- _WHAT THE EXERCISE ASKS_:
Copy out the part of the data that opens with the line containing "Pinpoint forehead in" and closes with the line containing "left=433, top=340, right=504, bottom=595", keeping the requests, and subtract 67 from every coordinate in the answers.

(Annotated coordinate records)
# # # #

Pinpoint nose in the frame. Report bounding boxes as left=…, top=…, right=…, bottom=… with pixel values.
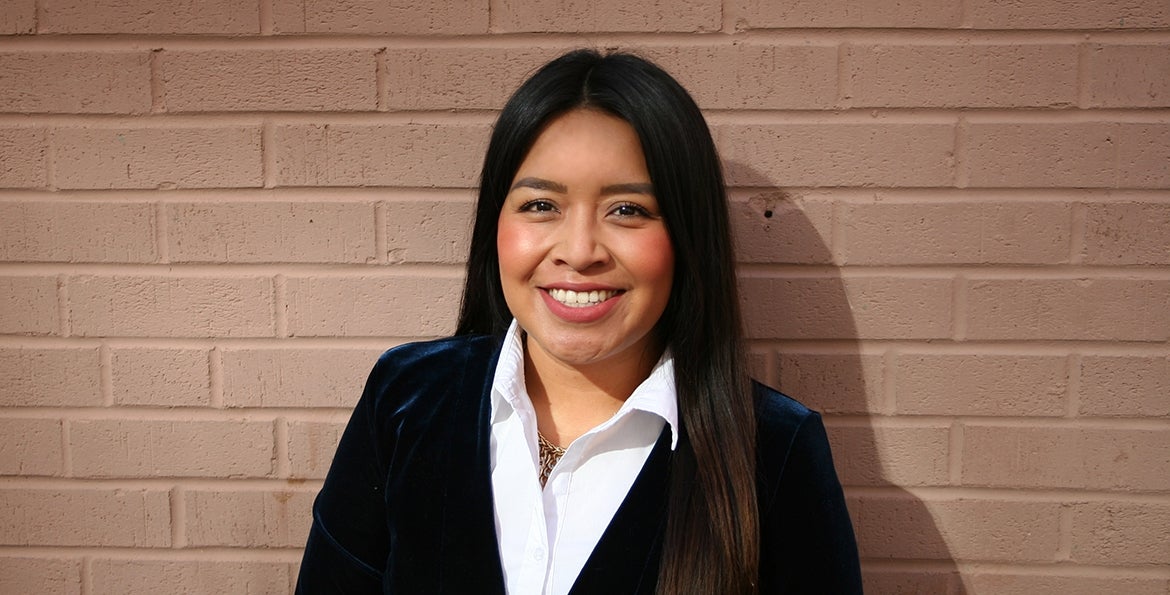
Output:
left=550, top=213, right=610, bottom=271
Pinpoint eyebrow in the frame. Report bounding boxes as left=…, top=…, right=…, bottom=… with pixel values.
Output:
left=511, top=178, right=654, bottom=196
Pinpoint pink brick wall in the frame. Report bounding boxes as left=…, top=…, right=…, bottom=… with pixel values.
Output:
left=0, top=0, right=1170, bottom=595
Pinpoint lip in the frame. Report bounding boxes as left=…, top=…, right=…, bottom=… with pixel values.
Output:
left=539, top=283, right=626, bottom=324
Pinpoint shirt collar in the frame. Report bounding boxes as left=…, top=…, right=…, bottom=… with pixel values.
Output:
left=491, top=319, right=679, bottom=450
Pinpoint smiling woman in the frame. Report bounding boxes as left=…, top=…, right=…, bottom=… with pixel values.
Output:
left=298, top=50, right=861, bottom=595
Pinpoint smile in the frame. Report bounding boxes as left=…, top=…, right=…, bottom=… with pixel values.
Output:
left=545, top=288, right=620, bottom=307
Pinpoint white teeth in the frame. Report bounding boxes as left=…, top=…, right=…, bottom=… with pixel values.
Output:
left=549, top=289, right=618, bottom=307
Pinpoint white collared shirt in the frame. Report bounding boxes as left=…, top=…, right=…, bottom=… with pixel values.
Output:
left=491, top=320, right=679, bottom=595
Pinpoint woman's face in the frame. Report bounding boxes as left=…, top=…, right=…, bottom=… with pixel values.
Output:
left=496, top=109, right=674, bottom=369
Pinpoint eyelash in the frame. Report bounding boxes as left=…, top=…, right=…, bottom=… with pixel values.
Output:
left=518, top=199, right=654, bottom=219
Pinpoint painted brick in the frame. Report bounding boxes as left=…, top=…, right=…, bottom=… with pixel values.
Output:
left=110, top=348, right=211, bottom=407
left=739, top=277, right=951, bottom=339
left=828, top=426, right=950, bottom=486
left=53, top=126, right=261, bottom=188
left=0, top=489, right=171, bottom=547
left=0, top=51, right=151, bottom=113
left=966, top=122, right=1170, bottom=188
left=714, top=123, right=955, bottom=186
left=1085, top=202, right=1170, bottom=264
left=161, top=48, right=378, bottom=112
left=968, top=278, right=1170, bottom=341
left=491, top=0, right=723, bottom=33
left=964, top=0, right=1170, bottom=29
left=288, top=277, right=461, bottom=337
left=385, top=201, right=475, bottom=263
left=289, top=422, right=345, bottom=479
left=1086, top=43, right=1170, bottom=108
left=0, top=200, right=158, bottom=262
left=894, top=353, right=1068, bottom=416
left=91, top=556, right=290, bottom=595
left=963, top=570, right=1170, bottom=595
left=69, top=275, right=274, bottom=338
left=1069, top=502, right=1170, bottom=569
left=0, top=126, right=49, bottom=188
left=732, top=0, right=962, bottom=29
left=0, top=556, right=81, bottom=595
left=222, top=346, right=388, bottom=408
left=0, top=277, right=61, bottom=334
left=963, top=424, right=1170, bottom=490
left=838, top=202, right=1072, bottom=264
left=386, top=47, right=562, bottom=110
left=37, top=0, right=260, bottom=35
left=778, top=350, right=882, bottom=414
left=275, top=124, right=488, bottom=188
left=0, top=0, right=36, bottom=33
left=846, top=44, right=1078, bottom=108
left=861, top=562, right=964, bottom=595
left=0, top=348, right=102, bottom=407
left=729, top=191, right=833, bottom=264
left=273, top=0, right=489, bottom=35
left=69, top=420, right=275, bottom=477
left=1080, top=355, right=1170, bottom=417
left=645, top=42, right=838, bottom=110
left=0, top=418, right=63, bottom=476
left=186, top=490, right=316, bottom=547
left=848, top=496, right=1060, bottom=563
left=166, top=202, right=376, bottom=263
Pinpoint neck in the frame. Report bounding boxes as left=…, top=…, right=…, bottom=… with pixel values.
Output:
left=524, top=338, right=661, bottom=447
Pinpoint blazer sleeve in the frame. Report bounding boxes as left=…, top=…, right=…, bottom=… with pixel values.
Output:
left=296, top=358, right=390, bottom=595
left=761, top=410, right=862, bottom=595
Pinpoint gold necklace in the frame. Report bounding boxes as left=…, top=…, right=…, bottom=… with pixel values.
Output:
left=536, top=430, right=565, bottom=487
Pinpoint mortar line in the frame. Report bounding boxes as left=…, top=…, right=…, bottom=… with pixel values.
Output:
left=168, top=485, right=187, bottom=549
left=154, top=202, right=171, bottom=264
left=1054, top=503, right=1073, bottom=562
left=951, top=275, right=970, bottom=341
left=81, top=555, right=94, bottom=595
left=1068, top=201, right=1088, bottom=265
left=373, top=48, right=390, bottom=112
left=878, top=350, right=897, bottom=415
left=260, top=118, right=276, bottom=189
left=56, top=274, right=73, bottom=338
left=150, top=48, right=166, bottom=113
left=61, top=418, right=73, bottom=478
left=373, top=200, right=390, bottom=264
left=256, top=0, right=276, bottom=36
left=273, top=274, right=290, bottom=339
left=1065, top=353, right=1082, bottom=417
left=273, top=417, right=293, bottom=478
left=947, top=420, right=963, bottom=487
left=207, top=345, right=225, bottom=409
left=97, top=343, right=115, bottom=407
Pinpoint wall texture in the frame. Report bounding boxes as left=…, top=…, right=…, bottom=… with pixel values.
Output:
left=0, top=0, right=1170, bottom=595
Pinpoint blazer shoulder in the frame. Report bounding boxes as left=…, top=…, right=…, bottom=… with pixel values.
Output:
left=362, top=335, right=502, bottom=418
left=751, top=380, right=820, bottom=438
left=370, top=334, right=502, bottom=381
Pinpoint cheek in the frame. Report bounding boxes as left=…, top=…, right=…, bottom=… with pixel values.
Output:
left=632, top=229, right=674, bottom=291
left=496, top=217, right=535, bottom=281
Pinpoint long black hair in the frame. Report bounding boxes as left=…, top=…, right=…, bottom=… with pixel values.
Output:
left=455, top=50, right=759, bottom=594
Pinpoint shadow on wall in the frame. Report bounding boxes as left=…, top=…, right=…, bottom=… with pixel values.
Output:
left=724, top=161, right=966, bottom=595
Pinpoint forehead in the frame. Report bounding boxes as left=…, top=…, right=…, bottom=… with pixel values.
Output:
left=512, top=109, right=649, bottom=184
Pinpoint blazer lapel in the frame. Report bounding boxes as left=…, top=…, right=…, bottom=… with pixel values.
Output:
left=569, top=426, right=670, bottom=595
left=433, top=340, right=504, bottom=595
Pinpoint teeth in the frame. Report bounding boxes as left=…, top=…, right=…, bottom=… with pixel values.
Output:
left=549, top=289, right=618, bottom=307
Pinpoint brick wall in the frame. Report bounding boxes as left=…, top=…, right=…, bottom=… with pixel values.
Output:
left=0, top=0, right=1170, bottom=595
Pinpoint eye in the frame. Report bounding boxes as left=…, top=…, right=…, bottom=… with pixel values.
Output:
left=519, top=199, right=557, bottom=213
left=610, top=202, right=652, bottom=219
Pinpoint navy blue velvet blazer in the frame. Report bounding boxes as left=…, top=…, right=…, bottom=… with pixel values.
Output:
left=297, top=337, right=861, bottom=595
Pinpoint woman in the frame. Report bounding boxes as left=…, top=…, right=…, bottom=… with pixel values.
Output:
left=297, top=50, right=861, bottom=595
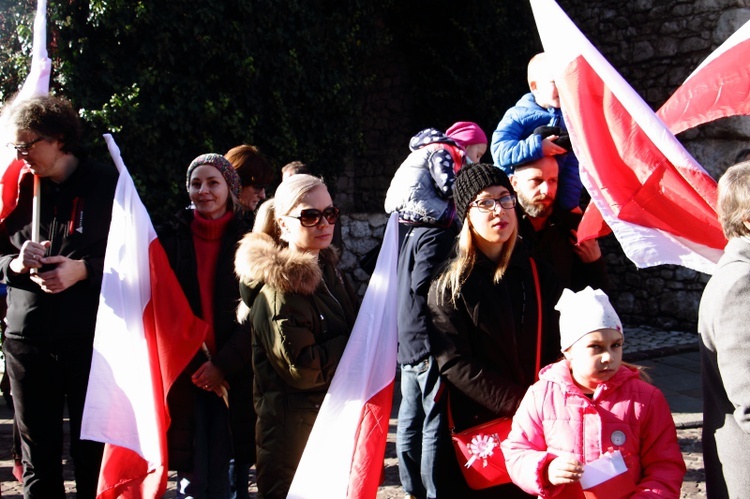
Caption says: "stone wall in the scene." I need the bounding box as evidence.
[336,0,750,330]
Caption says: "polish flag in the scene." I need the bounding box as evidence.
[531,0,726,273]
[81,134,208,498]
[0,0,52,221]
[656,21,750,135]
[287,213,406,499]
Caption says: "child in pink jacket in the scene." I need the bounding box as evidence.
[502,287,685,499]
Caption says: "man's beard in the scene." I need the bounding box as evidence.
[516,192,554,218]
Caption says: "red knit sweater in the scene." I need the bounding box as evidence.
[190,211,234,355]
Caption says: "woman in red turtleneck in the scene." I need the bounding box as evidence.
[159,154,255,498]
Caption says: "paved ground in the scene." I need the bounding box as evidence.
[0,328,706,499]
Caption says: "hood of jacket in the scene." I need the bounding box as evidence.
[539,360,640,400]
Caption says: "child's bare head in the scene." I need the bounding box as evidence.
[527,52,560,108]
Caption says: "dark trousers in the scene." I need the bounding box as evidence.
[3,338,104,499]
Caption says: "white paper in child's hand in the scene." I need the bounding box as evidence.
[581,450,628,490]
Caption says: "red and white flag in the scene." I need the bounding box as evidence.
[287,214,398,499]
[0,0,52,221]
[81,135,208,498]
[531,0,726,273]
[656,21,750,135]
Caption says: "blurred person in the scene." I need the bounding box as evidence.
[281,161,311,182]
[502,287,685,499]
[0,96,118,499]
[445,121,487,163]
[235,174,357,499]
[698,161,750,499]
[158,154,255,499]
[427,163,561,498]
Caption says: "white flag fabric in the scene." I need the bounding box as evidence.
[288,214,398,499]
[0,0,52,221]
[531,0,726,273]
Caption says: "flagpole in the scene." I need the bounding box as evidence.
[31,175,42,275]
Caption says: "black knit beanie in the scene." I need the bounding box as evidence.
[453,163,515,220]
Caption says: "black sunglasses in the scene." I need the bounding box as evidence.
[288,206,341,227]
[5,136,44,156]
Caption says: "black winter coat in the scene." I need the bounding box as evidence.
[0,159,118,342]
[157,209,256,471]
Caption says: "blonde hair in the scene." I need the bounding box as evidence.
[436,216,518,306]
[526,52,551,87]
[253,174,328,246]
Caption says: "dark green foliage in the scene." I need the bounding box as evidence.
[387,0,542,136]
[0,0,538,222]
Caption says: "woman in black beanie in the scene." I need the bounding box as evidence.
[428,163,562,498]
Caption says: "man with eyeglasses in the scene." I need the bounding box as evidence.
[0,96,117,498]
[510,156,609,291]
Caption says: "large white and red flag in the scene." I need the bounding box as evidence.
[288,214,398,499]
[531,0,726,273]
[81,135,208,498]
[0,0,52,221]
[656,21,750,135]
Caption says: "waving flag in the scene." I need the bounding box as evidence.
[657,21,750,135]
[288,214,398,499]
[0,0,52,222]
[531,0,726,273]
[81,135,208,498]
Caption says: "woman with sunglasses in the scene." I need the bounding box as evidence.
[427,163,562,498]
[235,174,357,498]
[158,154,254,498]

# # # #

- _OUTPUT OF THE EXERCISE_:
Pinpoint forehead in the frame. Report bounding boxes as left=…, top=…, right=…, bottom=… with pixel values.
Output:
left=445, top=42, right=582, bottom=117
Pinpoint blazer lapel in the frame. Report bounding boxes as left=…, top=…, right=…, bottom=… with pixel values.
Output:
left=502, top=359, right=603, bottom=528
left=366, top=273, right=437, bottom=528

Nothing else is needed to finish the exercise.